*Task item*
Among the lines below, tally those that contain "trace" and respond with the total only.

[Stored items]
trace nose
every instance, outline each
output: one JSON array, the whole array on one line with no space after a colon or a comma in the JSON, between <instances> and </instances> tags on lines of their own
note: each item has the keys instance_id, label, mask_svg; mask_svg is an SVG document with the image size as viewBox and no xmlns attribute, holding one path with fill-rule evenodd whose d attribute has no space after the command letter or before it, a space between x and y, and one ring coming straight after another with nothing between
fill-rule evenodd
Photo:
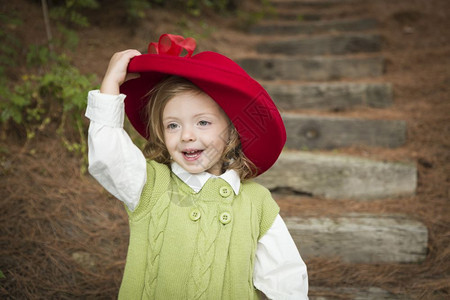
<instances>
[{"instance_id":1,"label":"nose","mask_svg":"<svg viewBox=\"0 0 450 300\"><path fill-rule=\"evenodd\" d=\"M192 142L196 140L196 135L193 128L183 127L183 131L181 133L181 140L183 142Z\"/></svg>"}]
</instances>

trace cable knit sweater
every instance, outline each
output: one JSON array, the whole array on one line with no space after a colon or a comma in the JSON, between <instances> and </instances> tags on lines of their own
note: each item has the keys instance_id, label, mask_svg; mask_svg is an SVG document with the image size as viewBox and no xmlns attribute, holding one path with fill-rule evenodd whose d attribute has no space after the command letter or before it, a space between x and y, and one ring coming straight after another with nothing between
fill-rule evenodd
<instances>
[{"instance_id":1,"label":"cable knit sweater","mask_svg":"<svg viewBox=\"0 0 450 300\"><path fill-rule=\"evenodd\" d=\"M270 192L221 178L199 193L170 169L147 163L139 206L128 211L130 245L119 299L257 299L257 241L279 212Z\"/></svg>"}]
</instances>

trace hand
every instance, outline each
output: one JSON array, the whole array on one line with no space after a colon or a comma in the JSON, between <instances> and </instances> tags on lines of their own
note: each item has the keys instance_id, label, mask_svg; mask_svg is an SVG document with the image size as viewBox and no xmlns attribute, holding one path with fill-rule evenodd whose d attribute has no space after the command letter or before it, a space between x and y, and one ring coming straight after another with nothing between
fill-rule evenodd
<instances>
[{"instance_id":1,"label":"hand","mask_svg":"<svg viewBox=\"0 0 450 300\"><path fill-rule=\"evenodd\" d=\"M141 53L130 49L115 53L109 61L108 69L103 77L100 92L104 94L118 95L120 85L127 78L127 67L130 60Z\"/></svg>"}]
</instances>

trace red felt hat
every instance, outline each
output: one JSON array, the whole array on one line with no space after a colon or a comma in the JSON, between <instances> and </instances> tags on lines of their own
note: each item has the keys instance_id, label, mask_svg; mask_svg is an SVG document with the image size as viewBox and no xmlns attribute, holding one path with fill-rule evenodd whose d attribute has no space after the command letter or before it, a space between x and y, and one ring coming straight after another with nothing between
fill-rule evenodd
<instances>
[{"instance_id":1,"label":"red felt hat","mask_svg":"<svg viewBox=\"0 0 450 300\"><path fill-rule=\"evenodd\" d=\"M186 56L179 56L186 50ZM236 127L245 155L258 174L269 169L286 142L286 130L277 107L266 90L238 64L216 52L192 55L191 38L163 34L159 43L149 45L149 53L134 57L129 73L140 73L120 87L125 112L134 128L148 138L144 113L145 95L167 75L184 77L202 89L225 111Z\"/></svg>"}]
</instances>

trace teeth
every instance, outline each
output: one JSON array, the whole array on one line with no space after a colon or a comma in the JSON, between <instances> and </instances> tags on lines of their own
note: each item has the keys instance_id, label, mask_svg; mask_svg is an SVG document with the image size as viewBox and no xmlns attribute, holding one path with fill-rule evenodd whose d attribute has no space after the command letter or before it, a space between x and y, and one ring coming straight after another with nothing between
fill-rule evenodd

...

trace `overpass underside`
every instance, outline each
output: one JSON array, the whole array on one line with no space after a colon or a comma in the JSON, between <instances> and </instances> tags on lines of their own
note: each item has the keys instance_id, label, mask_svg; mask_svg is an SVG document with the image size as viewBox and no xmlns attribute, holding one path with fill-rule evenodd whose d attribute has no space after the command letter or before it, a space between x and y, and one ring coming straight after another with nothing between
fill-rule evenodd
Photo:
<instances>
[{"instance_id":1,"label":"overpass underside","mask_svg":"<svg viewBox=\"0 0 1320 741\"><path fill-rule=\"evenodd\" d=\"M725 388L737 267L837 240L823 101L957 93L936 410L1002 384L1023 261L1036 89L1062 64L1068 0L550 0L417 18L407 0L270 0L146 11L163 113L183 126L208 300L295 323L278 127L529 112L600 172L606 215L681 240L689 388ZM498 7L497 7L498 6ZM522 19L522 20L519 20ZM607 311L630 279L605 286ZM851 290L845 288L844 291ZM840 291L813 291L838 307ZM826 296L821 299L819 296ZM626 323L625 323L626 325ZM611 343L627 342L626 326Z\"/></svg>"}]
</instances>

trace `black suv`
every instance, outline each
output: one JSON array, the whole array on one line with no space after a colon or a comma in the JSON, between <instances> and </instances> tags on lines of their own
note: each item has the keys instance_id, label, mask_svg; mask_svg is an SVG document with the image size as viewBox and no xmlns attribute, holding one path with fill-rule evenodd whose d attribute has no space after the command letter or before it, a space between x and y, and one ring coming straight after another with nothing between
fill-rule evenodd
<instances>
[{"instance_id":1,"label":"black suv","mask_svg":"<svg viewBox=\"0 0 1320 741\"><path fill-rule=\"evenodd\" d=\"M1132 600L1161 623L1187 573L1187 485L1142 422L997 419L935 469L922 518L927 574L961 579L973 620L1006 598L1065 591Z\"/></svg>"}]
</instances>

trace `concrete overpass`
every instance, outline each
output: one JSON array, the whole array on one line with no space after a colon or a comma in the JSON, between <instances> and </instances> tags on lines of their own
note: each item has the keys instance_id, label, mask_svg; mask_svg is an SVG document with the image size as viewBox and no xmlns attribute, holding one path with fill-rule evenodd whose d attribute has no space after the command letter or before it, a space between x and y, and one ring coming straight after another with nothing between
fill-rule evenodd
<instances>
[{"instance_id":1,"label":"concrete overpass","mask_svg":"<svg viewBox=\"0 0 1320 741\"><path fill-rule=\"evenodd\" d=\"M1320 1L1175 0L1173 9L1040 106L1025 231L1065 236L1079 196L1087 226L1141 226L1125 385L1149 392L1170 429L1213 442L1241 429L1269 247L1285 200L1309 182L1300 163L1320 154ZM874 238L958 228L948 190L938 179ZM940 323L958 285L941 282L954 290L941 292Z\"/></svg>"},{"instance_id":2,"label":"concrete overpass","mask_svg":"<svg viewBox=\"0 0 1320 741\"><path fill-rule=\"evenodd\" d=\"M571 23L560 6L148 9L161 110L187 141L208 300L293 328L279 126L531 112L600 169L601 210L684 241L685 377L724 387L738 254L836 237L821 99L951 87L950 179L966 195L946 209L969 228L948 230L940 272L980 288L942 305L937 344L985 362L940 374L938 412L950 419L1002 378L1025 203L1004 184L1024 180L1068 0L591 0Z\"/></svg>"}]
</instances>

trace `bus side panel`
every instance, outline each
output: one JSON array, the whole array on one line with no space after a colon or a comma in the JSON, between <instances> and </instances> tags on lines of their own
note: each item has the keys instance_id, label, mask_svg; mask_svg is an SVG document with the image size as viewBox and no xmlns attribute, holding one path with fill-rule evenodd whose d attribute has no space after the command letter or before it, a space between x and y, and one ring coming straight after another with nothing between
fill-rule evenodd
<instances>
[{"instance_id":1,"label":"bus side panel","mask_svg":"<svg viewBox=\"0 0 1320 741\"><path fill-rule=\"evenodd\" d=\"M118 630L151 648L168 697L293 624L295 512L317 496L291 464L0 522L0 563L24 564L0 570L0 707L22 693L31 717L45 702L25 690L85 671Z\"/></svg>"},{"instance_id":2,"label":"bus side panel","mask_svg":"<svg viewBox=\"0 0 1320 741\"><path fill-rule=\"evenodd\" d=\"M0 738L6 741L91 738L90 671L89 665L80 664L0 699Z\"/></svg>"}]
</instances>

---

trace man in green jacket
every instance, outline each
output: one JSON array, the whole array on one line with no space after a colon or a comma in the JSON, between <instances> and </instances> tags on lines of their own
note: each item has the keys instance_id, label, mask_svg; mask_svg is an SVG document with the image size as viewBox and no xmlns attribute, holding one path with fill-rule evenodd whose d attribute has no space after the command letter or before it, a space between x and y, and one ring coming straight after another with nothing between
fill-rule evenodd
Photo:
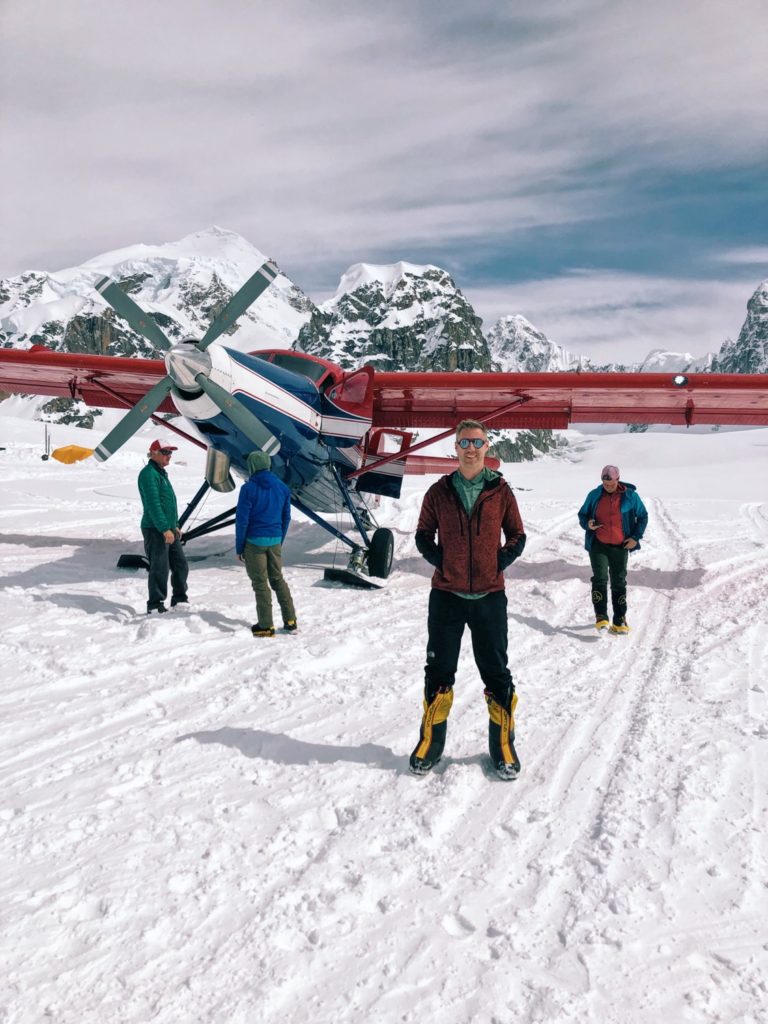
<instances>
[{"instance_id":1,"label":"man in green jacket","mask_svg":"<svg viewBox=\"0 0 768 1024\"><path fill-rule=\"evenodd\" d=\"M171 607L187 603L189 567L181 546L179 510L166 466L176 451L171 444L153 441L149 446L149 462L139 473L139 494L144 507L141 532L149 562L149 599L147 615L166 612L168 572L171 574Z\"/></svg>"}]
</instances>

*Finished exercise*
10